## Exercise objective
Reproduce these lines from the records below verbatim, starting at the line that contains "Task: confirm every instance of the overturned" and ending at the line that contains "[[21, 215], [163, 176]]", with both of those lines included.

-*-*-

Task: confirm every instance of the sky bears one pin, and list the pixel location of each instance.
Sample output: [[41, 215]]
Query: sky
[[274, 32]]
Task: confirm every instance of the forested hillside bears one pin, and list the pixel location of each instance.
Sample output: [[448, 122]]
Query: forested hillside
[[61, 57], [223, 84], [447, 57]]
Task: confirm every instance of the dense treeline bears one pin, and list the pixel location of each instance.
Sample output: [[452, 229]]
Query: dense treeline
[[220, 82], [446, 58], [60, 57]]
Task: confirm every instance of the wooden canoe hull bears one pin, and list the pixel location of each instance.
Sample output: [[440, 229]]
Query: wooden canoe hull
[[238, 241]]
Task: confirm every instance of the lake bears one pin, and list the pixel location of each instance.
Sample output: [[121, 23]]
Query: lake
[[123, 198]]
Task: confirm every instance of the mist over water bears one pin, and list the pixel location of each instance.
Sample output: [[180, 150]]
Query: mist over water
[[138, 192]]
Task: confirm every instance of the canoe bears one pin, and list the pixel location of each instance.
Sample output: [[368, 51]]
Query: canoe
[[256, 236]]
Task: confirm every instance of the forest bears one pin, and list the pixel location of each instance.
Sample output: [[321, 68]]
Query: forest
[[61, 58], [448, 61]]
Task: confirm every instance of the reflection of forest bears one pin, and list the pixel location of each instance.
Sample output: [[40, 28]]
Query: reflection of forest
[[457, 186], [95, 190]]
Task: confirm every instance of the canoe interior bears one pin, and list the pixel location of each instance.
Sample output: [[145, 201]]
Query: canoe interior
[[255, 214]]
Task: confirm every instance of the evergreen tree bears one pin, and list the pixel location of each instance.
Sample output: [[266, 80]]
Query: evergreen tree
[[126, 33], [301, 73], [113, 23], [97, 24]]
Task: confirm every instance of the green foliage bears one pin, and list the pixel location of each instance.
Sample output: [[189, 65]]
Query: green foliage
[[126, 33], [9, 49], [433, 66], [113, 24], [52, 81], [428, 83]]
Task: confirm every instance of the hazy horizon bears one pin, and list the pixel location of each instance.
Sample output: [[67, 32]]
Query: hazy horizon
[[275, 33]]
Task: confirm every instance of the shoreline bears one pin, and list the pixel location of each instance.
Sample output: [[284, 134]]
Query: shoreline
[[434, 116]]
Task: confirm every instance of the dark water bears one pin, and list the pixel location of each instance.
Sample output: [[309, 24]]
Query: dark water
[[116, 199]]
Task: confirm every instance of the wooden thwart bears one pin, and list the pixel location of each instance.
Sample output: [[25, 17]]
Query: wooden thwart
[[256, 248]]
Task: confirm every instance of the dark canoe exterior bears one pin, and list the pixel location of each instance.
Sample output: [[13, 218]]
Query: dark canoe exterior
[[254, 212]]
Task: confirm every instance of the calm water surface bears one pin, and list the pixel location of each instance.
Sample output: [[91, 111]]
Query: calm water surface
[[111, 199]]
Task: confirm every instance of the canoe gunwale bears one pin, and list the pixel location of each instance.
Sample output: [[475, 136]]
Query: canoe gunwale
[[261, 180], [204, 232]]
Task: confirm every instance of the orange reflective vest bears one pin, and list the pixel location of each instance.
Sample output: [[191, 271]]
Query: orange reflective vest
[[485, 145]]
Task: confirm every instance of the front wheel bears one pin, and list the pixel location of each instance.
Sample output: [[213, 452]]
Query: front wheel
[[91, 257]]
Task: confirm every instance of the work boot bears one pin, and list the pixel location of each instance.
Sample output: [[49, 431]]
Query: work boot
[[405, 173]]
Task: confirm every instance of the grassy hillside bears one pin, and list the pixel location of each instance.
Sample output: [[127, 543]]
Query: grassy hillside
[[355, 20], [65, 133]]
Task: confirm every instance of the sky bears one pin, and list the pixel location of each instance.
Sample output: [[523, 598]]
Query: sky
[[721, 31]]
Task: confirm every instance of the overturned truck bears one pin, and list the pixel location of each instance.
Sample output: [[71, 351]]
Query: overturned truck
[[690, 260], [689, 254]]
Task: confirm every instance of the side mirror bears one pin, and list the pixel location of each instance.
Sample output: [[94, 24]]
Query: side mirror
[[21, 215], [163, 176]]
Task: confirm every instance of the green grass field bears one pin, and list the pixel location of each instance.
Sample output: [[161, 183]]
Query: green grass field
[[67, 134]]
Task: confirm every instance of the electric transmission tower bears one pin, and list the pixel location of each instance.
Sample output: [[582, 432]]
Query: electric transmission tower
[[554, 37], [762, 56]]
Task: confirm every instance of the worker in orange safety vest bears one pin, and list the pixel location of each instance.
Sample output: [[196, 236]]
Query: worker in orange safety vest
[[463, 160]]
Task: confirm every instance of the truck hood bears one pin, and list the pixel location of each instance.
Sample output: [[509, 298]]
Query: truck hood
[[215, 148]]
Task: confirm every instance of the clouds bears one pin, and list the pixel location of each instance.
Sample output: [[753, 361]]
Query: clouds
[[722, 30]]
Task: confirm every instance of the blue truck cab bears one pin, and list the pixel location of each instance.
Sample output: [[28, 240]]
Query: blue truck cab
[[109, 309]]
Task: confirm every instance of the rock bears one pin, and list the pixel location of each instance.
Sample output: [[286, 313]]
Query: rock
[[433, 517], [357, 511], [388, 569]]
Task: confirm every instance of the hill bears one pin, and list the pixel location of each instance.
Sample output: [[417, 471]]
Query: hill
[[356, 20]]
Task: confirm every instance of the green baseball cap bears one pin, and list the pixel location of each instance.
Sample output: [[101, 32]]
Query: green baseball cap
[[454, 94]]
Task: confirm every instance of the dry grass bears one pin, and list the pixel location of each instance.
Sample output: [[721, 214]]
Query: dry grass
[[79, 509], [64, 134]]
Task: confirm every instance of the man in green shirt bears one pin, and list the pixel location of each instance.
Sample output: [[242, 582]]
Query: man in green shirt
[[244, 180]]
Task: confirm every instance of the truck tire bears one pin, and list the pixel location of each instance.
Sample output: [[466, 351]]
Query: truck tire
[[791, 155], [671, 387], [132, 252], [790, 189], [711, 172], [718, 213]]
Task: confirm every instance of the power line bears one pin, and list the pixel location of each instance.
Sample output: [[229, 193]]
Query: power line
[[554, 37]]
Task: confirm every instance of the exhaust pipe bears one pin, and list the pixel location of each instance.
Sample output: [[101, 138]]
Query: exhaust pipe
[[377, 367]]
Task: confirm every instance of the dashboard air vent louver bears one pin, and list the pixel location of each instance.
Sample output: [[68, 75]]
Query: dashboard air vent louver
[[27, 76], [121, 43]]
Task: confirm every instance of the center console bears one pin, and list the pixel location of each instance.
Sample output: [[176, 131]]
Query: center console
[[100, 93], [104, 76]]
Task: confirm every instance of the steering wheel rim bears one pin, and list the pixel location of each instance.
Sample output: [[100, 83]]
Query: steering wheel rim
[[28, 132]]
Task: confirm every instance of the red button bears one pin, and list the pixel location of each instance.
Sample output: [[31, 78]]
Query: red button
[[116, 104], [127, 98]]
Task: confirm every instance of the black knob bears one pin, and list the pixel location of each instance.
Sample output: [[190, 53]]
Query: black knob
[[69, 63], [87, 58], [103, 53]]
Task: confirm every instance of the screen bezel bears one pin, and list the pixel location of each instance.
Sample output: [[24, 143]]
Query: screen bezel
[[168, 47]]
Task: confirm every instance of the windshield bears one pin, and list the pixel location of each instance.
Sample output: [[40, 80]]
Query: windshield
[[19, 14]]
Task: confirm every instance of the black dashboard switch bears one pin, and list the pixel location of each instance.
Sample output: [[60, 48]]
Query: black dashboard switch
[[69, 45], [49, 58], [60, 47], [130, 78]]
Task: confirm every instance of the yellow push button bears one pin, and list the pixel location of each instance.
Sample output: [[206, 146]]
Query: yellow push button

-*-*-

## The result
Task: confirm every instance of the overturned truck bears one pin, and list the pixel location of each instance.
Sample output: [[71, 351]]
Query: overturned truck
[[690, 260], [689, 254]]
Task: confirm every instance of the side mirror bears one pin, and list the pixel location of each instance.
Sample output: [[94, 24]]
Query: side mirror
[[21, 215], [163, 176]]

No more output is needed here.